-- Data listing --
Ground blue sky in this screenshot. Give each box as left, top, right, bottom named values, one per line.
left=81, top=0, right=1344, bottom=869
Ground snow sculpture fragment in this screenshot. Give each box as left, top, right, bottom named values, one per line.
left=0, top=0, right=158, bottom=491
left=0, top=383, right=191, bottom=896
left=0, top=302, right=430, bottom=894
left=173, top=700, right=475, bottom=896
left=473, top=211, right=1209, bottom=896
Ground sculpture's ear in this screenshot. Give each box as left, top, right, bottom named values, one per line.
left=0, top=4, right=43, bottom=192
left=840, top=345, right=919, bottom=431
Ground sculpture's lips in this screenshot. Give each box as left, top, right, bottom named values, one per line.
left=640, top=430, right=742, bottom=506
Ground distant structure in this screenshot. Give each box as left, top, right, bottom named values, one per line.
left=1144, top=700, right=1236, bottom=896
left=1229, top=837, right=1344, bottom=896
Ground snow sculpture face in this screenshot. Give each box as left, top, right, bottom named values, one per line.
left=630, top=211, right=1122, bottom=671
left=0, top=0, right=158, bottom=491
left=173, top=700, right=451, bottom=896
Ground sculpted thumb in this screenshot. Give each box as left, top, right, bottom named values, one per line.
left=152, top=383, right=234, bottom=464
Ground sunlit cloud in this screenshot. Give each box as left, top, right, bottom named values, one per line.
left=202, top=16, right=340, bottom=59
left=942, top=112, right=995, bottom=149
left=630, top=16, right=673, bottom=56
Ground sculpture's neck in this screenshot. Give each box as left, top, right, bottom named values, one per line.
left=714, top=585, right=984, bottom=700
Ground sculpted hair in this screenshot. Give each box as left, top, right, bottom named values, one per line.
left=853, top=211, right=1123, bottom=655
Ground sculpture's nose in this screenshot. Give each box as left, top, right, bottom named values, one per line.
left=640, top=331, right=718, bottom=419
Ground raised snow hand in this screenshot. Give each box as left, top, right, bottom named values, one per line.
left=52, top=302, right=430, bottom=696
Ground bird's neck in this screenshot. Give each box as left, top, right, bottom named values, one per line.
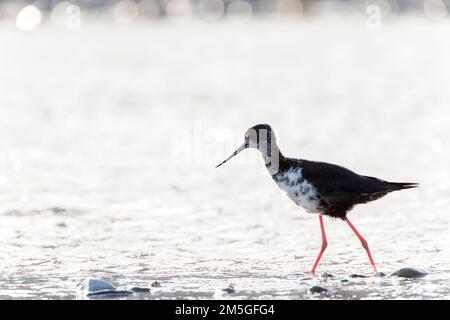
left=259, top=142, right=284, bottom=176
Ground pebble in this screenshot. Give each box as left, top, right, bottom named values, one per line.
left=222, top=284, right=236, bottom=294
left=79, top=278, right=133, bottom=297
left=308, top=286, right=330, bottom=294
left=349, top=273, right=367, bottom=278
left=392, top=267, right=428, bottom=278
left=373, top=271, right=386, bottom=278
left=129, top=287, right=150, bottom=293
left=322, top=272, right=334, bottom=279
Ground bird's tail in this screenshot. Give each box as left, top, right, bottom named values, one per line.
left=389, top=182, right=419, bottom=191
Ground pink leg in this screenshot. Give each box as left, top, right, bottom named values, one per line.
left=311, top=215, right=328, bottom=274
left=345, top=218, right=377, bottom=272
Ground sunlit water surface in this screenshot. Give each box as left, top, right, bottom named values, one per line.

-- Objective --
Go through the listing above and quote it exactly, apart from its images.

-- Expected output --
Ground blue sky in this screenshot. Give each box as left, top, right, bottom named values, one per line.
left=81, top=0, right=1344, bottom=869
Ground snow sculpture fragment in this screenshot. Give each box as left, top, right, bottom named values, one per line.
left=0, top=0, right=158, bottom=491
left=0, top=383, right=191, bottom=896
left=0, top=302, right=430, bottom=894
left=173, top=700, right=475, bottom=896
left=473, top=211, right=1209, bottom=896
Ground sculpture's ear in this screenshot. Give each box as left, top, right, bottom named values, one per line.
left=0, top=4, right=43, bottom=192
left=840, top=345, right=919, bottom=431
Ground sculpture's lips in this screenshot. Give each box as left, top, right, bottom named values, one per line.
left=640, top=430, right=742, bottom=506
Ground distant structure in this screenshot. Give each box as left, top, right, bottom named values, one per line.
left=1144, top=700, right=1236, bottom=896
left=1229, top=837, right=1344, bottom=896
Ground snow sculpture face in this screenshot. Give each box as left, top, right, bottom named values, one per line.
left=630, top=211, right=1122, bottom=671
left=0, top=0, right=158, bottom=491
left=173, top=700, right=451, bottom=896
Ground sculpted thumb in this screenshot. Give each box as left, top, right, bottom named values, one per line.
left=152, top=383, right=234, bottom=464
Ground sunlit cloud in this screenshot. Give each box as left, top, right, bottom named values, one per line.
left=202, top=16, right=340, bottom=59
left=942, top=112, right=995, bottom=149
left=630, top=16, right=673, bottom=56
Ground sculpture's neck in this screenshot. Give each box as left, top, right, bottom named values, one per line.
left=714, top=585, right=984, bottom=700
Ground sculpted hair in this screenshot. Give each box as left, top, right, bottom named values, one per line.
left=853, top=211, right=1123, bottom=655
Ground sculpture's nose in this screenshot. Give each box as left, top, right, bottom named values, one per line.
left=640, top=331, right=718, bottom=419
Ground raised snow hand in this screenshot. Give each box as left, top, right, bottom named values, one per line.
left=52, top=302, right=430, bottom=696
Ground bird's neck in this screenshot. Give each box as left, top, right, bottom named values, one per line.
left=259, top=142, right=284, bottom=176
Ground pebble in this screenshot. Give each box as left, top, right, bottom named values, one per line.
left=222, top=284, right=236, bottom=294
left=79, top=278, right=133, bottom=297
left=308, top=286, right=330, bottom=294
left=349, top=273, right=367, bottom=278
left=392, top=267, right=428, bottom=278
left=373, top=271, right=386, bottom=278
left=129, top=287, right=150, bottom=293
left=322, top=272, right=334, bottom=279
Ground bird's tail in this screenshot. Give each box as left, top, right, bottom named values, one per line.
left=389, top=182, right=419, bottom=191
Ground pink leg in this screenshot. Give each box as left, top, right, bottom named values, one per line.
left=311, top=215, right=328, bottom=274
left=345, top=218, right=377, bottom=272
Ground sunlit water surface in this screenshot. Give each box as left, top, right, bottom named values, one per line.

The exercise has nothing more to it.